→ **Description of the task**: Rewrite every item below, replacing "returning a box around each match" with "drawing a box around every match" and leaving everything else as it is.

** BEGIN Exercise inputs **

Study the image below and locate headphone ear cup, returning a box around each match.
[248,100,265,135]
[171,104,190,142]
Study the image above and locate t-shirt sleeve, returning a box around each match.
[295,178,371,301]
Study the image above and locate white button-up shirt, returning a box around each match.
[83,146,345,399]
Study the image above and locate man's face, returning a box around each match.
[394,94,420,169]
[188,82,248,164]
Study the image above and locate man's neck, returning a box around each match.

** END Exercise inputs **

→ **Response**:
Study the image below and locate headphone ear cup, drawing a box around every match.
[248,100,265,135]
[171,104,190,142]
Study the image above and locate t-shirt sleeve, drawing a box around every match.
[295,178,371,301]
Study the image above and locate white button-up shirt, drawing a box around every match.
[83,146,345,399]
Study the image above and locate man's face, drawing a box around every match.
[394,94,420,169]
[188,82,248,164]
Study the image above and locate man's neck, drawing a box around every match.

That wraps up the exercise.